• **WHAT IS ASKED**
Arrange the items below as a two-column CSV with the headers label_prompt and points. Give one row per item, with its wording and its answer each in a quoted field and line breaks replaced by spaces, and leave out the pictures.

• **RECORDS TO USE**
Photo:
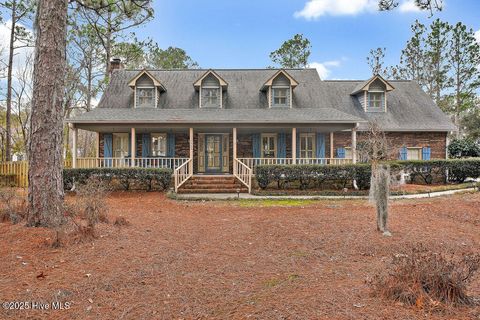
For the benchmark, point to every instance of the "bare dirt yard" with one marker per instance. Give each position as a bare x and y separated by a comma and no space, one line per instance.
232,260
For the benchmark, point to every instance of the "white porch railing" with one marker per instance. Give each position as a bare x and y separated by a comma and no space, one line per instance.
182,174
171,163
323,161
243,173
103,162
253,162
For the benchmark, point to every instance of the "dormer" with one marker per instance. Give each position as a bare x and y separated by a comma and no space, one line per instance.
279,90
372,94
147,90
210,87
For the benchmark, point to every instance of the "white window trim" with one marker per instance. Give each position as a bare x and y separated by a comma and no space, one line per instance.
271,98
155,95
375,109
419,149
152,135
314,147
121,136
275,147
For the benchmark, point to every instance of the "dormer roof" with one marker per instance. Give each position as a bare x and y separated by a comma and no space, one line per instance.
198,82
156,82
269,82
365,86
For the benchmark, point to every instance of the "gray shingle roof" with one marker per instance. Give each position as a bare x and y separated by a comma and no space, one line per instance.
151,115
409,108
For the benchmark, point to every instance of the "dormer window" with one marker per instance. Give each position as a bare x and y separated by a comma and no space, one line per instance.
147,90
372,94
210,87
280,97
280,89
375,101
145,97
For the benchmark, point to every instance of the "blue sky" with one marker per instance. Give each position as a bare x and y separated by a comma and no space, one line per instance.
241,34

• **FULL OUTPUT**
label_prompt,points
"Photo: For the benchmark, point to every instance of the ""bare dirt yard"" with one marker per instance. Give each position as a bare x and y separated by a comma and no space, one line per instance.","232,260"
"For the benchmark, point to every instance of the ""white porch railing"" with one marker per instance. Give each position as a bare x and y separated by a comma and no space, one line per instance.","182,174 171,163 323,161 243,173 103,162 253,162"
"For the benchmark, point to every instance of the ""dormer"" with one marker per instance. Give each position as a bare x and y separated by a comma and no space, one line per instance.","279,90 372,94 147,90 210,87"
"For the benchmark, point to every instance of the ""white window trim"" with one marker per instance. Give each position as a bare x and y separated by a comma and no space, one line per instance.","271,98 155,95 375,109 419,149 152,135 314,147 121,136 275,147"
"For the benchmark, point to every instance of the ""dormer roof"" with one marker per instance. Give each position as a bare x and y separated by a comma and no space, one line per instance.","198,82 156,82 269,82 365,86"
"For the benchmark, point to every instance of the ""gray shingle roof"" with one marker per instance. Give each position as a bare x and y separated by a comma and no space, one line per instance.","151,115 409,108"
"For the benchmark, point to every instance of the ""dormer window"" with one marker per instance. Give each position as a bare x and y separated by a comma and no space, one line per instance.","147,90 372,94 210,87 280,97 280,89 375,101 145,97"
"For the benchmark, point to every instance of the ""blue sky"" with one marker per instance. Give each position as a bare x and y separated by a comma and no space, one line per instance.","241,34"